Data lines -
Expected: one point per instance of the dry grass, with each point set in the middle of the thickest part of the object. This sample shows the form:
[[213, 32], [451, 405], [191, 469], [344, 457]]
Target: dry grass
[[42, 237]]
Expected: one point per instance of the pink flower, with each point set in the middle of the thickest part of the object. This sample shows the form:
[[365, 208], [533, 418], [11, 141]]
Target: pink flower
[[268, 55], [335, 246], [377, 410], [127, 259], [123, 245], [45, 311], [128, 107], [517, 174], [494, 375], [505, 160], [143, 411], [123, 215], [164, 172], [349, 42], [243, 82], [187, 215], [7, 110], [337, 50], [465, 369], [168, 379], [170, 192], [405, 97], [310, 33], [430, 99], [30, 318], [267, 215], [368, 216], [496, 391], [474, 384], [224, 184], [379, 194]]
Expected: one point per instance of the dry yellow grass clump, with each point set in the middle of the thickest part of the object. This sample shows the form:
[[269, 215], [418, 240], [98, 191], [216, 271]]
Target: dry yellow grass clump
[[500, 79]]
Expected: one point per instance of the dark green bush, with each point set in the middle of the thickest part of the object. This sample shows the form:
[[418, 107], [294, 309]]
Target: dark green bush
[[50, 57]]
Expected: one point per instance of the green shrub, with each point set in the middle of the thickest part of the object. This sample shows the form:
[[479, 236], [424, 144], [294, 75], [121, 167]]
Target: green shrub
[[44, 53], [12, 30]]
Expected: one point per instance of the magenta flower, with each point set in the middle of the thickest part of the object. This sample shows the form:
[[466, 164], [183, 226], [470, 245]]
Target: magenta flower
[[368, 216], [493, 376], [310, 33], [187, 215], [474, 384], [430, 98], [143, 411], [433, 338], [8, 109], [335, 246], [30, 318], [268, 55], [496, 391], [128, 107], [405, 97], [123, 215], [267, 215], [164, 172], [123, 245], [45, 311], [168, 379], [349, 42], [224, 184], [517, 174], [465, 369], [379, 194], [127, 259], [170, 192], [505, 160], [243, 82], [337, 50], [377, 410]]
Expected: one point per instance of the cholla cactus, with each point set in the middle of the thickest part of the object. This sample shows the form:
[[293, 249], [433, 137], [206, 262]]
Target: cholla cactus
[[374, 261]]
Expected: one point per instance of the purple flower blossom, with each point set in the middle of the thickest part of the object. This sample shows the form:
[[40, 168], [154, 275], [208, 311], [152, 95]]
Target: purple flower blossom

Work to do - Return all of the entries exactly as they were supplied.

Task output -
Expected: one point per instance of the dry grass, with each point set in the middle of the thickest part of the object. This sample shows the form:
[[213, 32], [451, 405], [191, 469], [344, 457]]
Target: dry grass
[[42, 237]]
Expected: one point per instance of the pink flower, with each point set in the middle of the thickest part of the object. This sample shows the form:
[[365, 208], [533, 418], [11, 141]]
Target: pink flower
[[268, 55], [335, 246], [377, 410], [127, 259], [123, 245], [45, 311], [128, 107], [517, 174], [494, 375], [505, 160], [143, 411], [123, 215], [164, 172], [349, 42], [243, 82], [187, 215], [7, 110], [337, 50], [465, 369], [168, 379], [170, 192], [405, 97], [310, 33], [430, 99], [30, 318], [267, 215], [368, 216], [496, 391], [474, 384], [224, 184], [379, 194]]
Expected: one point per instance of the dry yellow grass clump, with each point set in the middle of the thickest part of the object. This sample shows the form:
[[269, 215], [418, 240], [98, 191], [216, 271]]
Target: dry yellow grass clump
[[500, 79]]
Expected: one point per instance of the dark green bush, with each point set in the middle of the thickest part of the object. This sample shows the form:
[[418, 107], [294, 309]]
Target: dark green bush
[[50, 57]]
Expected: one point per instance of the green shrub, with each point set in the middle of the thickest part of the object. This sample shows the form:
[[479, 236], [424, 144], [294, 75], [121, 167]]
Target: green shrub
[[44, 53], [12, 30]]
Expected: one point per instance of the magenta flower, with each point set in the middle of the thickest part of the object. This sample shows the form:
[[466, 164], [183, 226], [470, 245]]
Target: magenta flower
[[368, 216], [493, 376], [310, 33], [187, 215], [474, 384], [430, 98], [143, 411], [433, 338], [8, 109], [335, 246], [30, 318], [268, 55], [496, 391], [128, 107], [405, 97], [123, 215], [267, 215], [164, 172], [123, 245], [45, 311], [168, 379], [349, 42], [224, 184], [517, 174], [465, 369], [379, 194], [127, 259], [170, 192], [505, 160], [243, 82], [337, 50], [377, 410]]
Expected: one point per instance of the cholla cactus, with each point set in the middle of the thickest part of the object. This sample shows the form:
[[293, 249], [433, 137], [206, 262]]
Target: cholla cactus
[[374, 261]]
Expected: one point per instance of the purple flower blossom, with each point set in the middle of the thickest part of the object. This sample shows the form:
[[40, 168], [154, 275], [208, 311], [152, 95]]
Target: purple flower blossom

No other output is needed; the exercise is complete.